My partner and I have many shared friends. So, my boss, family, friends and colleagues saw that we are in a poly relationship. I am fine with some people in my circle knowing but not my professional life. My partner was in agreement to this and understood why.

I feel her behavior is disrespectful towards me.

My two questions are:

1. She has made it clear that she doesn’t want to share him with me. She thinks I don’t love him because I allow our relationship to be polyamorous. I don’t understand why she would be in this relationship knowing he’s already in another. It makes me not trust her, always wondering what’s she going to do. My partner told me he thinks she’s wanting us to break up. How do I deal with this?

2. Is privacy on Facebook a reasonable boundary to request in a poly relationship? If it is, how do I deal with this?

These two things are stressful for me. It’s making me feel that I don’t want to be in a relationship with her involvement. I don’t want a poly relationship with someone who doesn’t accept it. Personally, it puts me in a place where I feel for my relationship to continue it would have to be without her in it.

Thank you for any advice you can give me.

Cindy U.


Hey Cindy,

Oh, girlfriend, we have so much to talk about! If events are going down exactly how you describe it above, you are being generous and your guy is being reckless. You don’t feel like you can trust her? That’s because you shouldn’t trust her! Actually, I take that back. You can totally trust her—trust her to try and break up your relationship. That, she’s clearly good for.

So, I’m writing this one for you, but I’m also linking to another article I’ve written and I want you to read both. More important? I want him to read both articles. Maybe you could ask him to read them out loud to you starting from the top. Here we go.

First thing’s first: You’re dealing with what we in the poly world call a “Cowgirl.” She’s out to take your man, tip him onto his monogamous side, toss him over her shoulder on the back of her horse, and ride him off into the sunset. Rude!

I have done a great job of covering exactly what to say to him about this in a recent article right here.  Please read this first, and then come right back to this.

Okay, good?

Now, next:

Your guy tells you that he thinks she wants to break you two up. Huh. Curious. What does he make of all this? I don’t think it’s your job to ask how you should deal with her. Try instead asking something like, “Wow. What do you make of this clear and present threat to our relationship?” in the calmest tone possible. The one you’d use when asking if you think it might rain this week. And once the question is posed, just sit there with imaginary duct tape over your mouth. Listen. Don’t say a word. Let him solve this one. Hint: “I don’t know” is an unacceptable answer.

You and she met. It didn’t go well. You’re not feeling like you vibe, want to be friends, or hang for high tea. That’s 100% okay. You don’t have to be besties or even see her—ever. He can have his relationship with her separate from his relationship with you. Is it ideal? Nope. But is it workable? It can be. And as time progresses, you can decide if you want to include her in things you do together (or not).

This kind of arrangement can be tricky. Really tricky. Especially if you and your guy host a lot of parties and/or you have friends in common, which it sounds like you may. He might want to include her, too, and you aren’t comfortable with that. This is a hard one to navigate, but you can always opt out of said gatherings, even when they’re your house.

Please don’t ever feel like you have to do anything or take one for the team, because you don’t.

If there’s an event he absolutely wants to attend with both of you, and while you don’t want to, you agree? You better get a really, really, really good trade out of that deal.

#### Collection entries
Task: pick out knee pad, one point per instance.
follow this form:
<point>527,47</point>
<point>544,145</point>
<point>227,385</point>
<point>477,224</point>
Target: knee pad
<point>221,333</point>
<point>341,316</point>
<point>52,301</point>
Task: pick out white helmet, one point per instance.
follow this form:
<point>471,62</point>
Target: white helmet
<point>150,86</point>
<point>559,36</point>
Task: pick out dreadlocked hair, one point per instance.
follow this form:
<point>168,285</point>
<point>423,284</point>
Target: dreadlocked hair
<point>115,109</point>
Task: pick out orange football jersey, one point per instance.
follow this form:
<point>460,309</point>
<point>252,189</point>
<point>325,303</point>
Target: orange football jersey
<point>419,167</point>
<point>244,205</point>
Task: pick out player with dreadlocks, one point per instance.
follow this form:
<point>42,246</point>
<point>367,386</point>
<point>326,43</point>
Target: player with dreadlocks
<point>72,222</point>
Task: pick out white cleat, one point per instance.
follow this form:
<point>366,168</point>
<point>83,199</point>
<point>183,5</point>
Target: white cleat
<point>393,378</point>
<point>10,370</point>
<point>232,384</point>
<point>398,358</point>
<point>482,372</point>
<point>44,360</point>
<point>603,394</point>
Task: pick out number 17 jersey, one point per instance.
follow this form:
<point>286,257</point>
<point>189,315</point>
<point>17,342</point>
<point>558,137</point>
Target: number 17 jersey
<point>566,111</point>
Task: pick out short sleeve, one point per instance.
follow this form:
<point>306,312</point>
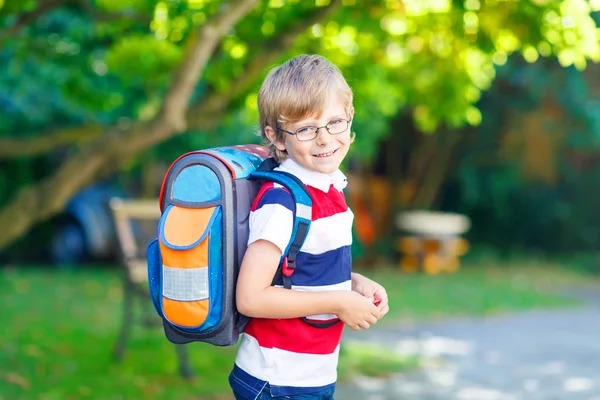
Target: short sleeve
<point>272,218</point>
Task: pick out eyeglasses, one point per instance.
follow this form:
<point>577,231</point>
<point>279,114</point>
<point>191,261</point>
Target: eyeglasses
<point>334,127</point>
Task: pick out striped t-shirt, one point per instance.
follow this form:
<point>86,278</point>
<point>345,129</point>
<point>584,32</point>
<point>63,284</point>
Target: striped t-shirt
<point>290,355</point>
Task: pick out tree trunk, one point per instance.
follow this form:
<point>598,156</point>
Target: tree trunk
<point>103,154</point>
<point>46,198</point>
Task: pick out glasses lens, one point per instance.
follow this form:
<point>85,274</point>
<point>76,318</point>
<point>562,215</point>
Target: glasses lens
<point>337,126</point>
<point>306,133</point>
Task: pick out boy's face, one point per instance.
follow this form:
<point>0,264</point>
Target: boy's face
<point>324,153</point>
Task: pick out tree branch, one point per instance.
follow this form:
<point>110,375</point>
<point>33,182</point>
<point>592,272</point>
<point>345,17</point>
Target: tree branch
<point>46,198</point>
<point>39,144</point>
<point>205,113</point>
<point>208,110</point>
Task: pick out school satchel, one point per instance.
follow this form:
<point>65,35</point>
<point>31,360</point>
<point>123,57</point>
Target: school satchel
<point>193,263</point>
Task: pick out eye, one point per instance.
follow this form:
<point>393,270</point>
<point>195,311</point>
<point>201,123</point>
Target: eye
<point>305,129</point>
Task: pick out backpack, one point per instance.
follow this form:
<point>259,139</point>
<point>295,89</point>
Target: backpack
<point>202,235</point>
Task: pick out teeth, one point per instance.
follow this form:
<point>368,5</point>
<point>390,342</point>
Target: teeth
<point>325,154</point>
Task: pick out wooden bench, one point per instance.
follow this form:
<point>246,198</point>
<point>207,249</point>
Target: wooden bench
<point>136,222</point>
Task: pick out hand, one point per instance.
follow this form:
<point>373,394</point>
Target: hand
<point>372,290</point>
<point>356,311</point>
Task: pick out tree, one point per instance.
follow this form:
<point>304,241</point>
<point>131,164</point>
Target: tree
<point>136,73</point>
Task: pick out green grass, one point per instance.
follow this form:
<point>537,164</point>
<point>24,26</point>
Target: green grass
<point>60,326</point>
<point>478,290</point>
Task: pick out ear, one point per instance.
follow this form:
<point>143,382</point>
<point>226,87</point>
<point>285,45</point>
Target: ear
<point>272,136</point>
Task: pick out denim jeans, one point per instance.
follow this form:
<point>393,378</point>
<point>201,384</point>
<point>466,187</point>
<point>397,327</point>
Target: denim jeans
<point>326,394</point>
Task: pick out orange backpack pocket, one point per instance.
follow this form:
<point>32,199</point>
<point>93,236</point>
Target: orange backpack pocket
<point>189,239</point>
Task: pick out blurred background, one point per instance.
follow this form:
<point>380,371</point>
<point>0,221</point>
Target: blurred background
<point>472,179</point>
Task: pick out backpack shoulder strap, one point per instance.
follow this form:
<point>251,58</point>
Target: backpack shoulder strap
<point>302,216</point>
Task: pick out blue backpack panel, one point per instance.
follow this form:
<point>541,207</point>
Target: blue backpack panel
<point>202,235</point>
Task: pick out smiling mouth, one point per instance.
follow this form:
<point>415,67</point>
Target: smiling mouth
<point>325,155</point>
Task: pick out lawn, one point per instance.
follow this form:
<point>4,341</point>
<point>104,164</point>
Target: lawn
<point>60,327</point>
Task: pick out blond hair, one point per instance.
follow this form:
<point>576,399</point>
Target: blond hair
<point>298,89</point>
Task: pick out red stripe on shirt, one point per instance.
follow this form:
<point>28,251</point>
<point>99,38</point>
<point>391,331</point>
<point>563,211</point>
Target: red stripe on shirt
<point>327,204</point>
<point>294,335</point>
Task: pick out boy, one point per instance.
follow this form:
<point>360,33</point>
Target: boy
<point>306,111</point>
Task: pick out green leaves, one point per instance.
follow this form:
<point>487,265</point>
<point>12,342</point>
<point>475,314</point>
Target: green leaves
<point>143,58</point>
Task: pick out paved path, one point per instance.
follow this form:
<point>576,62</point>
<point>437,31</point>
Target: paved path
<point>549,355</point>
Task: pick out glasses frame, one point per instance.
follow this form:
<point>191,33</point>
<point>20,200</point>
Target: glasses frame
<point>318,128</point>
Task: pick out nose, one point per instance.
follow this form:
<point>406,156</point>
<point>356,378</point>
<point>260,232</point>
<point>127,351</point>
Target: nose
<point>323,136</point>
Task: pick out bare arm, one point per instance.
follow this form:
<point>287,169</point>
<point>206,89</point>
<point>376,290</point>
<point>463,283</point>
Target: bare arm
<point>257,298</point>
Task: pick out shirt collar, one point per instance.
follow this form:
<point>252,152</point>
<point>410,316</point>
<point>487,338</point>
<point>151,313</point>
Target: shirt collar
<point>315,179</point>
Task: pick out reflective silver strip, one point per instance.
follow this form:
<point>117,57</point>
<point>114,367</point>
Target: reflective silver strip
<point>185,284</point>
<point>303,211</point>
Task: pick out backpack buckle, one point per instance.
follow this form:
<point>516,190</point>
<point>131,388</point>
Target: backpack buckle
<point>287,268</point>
---
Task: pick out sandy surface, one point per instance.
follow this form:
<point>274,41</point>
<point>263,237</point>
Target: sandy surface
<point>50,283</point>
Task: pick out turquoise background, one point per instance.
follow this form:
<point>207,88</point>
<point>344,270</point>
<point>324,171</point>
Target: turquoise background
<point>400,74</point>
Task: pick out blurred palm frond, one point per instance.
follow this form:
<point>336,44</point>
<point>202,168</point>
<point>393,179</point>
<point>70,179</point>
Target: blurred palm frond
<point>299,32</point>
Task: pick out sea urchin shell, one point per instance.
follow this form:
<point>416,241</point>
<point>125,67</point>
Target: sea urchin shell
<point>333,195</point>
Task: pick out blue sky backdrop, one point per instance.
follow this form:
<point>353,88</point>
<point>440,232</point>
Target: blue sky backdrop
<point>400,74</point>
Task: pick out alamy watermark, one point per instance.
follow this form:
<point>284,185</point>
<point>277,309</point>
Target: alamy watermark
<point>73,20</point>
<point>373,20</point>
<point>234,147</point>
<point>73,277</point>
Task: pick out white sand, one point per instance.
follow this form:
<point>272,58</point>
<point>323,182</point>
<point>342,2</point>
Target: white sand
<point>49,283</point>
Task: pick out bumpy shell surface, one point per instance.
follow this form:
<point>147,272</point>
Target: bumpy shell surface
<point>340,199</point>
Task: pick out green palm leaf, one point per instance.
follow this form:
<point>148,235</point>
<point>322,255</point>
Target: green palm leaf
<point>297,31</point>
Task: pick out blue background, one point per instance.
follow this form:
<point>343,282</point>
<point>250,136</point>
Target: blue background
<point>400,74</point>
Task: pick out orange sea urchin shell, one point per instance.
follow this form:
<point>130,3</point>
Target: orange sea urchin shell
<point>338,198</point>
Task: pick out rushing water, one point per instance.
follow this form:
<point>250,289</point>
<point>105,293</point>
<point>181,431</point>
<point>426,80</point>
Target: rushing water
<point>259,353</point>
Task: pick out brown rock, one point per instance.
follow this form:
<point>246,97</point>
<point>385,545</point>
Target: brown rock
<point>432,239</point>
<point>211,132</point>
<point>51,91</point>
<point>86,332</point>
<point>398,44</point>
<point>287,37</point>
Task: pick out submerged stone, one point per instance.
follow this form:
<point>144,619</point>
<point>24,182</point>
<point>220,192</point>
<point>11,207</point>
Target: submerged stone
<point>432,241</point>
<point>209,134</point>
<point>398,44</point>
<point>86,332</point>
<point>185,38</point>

#### JOB A
Based on the advice column, say whether each statement agrees with it, answering yes or no and quoting the words that decide it: (i) The letter writer's partner believes the other woman wants the couple to break up. (ii) The columnist says the letter writer must become friends with the other woman. (iii) The columnist wants the letter writer to read only one article.
#### JOB B
In the advice column, what name does the poly world give to the kind of person the other woman is said to be?
The listing is not needed for any of this work.

#### TASK RESPONSE A
(i) Yes: "My partner told me he thinks she’s wanting us to break up."
(ii) No: "You don’t have to be besties or even see her—ever."
(iii) No: "I’m also linking to another article I’ve written and I want you to read both."

#### TASK RESPONSE B
A "Cowgirl."